------ Provided material

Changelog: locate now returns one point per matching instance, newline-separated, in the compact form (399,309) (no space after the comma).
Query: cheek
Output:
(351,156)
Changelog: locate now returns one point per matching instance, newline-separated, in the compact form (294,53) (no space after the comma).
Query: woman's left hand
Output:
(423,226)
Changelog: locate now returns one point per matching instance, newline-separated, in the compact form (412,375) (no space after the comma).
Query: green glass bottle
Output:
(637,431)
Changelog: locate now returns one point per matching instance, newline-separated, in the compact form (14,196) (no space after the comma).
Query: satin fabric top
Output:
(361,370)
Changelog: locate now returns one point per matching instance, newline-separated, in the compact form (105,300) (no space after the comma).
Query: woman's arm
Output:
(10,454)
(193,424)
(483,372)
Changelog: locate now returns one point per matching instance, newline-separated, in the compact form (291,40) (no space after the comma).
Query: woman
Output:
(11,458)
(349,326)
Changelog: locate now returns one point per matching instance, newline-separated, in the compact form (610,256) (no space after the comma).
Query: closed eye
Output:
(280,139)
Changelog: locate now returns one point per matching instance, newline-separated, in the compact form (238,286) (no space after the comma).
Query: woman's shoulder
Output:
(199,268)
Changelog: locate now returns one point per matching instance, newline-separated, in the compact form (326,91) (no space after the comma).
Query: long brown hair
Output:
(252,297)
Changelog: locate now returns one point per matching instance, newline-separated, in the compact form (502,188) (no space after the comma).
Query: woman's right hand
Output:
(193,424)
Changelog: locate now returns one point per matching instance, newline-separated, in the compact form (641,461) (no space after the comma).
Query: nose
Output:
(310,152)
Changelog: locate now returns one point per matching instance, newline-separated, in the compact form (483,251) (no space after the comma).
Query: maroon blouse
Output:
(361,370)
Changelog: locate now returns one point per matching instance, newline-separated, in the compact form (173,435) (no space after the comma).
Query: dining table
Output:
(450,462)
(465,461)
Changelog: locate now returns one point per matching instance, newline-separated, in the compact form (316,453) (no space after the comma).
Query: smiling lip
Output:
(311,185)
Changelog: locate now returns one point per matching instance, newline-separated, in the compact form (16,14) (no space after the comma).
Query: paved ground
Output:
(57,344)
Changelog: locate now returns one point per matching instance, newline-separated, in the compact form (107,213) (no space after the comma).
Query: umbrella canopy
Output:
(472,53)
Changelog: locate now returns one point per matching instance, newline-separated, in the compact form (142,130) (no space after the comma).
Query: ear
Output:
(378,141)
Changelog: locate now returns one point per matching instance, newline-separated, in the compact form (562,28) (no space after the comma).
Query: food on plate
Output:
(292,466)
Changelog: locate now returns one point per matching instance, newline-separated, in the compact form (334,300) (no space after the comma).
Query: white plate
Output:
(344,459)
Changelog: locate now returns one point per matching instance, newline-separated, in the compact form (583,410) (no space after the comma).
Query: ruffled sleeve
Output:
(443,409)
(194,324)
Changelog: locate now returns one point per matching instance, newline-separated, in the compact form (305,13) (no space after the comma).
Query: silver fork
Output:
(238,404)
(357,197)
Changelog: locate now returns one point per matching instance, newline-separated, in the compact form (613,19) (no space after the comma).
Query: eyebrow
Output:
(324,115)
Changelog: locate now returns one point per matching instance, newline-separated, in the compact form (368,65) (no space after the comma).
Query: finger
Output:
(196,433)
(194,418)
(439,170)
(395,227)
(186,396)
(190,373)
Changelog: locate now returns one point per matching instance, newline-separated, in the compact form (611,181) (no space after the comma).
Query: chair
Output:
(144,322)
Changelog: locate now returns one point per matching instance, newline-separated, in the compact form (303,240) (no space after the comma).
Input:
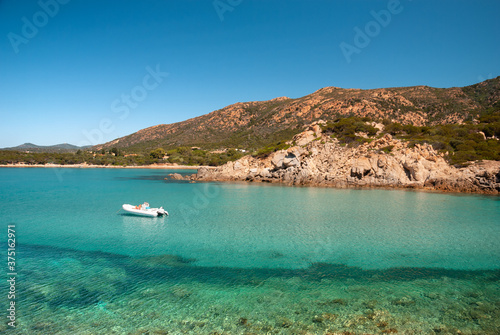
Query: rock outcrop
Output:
(384,162)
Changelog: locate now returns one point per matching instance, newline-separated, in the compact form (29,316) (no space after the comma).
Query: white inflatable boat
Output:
(144,210)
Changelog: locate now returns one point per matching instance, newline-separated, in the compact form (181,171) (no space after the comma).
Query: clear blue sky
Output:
(82,75)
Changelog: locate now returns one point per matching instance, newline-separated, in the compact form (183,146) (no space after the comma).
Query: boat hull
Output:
(152,212)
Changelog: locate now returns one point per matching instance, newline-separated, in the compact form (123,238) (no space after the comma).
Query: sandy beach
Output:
(89,166)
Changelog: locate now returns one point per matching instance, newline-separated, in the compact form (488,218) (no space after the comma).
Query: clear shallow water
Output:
(239,258)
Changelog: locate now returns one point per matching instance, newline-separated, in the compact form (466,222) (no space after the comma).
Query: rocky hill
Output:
(251,125)
(64,147)
(319,160)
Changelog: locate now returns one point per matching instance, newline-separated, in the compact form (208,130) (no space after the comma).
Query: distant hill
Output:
(255,124)
(64,147)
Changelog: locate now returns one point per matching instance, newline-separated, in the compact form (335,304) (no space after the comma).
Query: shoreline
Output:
(91,166)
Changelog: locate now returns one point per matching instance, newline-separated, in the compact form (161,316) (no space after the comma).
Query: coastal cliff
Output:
(316,159)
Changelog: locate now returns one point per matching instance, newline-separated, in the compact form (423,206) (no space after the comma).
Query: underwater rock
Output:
(242,321)
(318,319)
(165,260)
(405,301)
(180,293)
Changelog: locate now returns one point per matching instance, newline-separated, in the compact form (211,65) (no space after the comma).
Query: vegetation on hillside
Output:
(254,125)
(461,142)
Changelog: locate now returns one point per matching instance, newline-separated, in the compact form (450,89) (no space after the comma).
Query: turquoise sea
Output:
(236,258)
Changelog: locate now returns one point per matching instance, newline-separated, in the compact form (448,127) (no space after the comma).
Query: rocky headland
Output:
(316,159)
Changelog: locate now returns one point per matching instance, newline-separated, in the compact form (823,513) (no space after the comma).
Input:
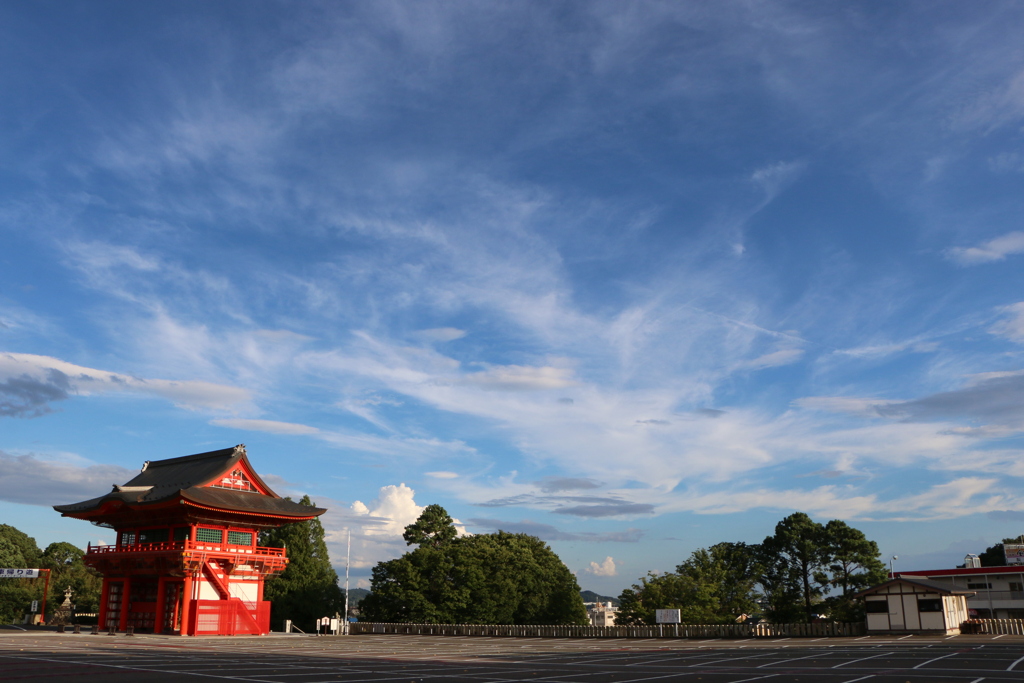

------------

# Problem
Show each line in the records that contains the word "woman". Case counts.

# Worked solution
Query: woman's left hand
Query: woman's arm
Query: woman
Query: woman's shoulder
Query: woman's right hand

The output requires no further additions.